++++ Source material
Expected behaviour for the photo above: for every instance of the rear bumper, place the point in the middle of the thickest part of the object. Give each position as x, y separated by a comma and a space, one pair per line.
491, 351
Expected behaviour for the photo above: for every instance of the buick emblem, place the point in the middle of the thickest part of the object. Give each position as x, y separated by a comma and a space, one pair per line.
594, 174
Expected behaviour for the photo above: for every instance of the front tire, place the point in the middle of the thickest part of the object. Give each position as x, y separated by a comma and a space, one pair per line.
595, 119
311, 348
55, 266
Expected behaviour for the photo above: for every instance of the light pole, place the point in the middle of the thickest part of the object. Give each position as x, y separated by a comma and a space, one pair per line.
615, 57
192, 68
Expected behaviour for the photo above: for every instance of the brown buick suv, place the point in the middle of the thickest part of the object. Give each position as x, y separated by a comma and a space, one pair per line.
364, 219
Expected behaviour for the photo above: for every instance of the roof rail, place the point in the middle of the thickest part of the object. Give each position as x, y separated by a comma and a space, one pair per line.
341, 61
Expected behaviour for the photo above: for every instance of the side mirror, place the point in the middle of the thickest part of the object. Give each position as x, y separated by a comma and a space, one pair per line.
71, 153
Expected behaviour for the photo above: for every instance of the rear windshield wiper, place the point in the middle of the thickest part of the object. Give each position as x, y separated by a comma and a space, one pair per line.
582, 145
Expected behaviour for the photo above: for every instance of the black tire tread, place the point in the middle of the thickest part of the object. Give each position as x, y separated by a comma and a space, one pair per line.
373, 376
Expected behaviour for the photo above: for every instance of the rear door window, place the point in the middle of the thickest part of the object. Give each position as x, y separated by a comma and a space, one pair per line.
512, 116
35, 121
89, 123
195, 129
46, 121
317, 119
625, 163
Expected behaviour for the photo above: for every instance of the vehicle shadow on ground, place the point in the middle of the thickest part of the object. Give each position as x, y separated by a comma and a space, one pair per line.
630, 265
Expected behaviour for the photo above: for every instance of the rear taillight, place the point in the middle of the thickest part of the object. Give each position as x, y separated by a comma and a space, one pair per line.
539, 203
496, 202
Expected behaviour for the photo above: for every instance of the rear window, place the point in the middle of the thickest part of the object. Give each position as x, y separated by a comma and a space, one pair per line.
++++++++
*Exercise goal*.
Beginning at the line that contains "of the vehicle", reproduce every line down to the last line of the entries above, exactly and only those.

*Result of this task*.
Expected behaviour for the photo above: for every instance of the vehicle shadow on ground, place the point in the middle of the thickest part of the object. Give each position as x, y separated by a comma and a space, one pair per line.
630, 265
Expected behaviour for the photo above: for every instance of the rear taillight, place the point in the middle of the thickest part of the object. Give each position as x, y separated by a comma and a space, one pair per line.
539, 203
496, 202
Expected behaviour for the photo above: for every instance of the rear window, place the point in the middle of the thickest part of the object. Give each position as x, y separated by a comma and a space, one pair per line.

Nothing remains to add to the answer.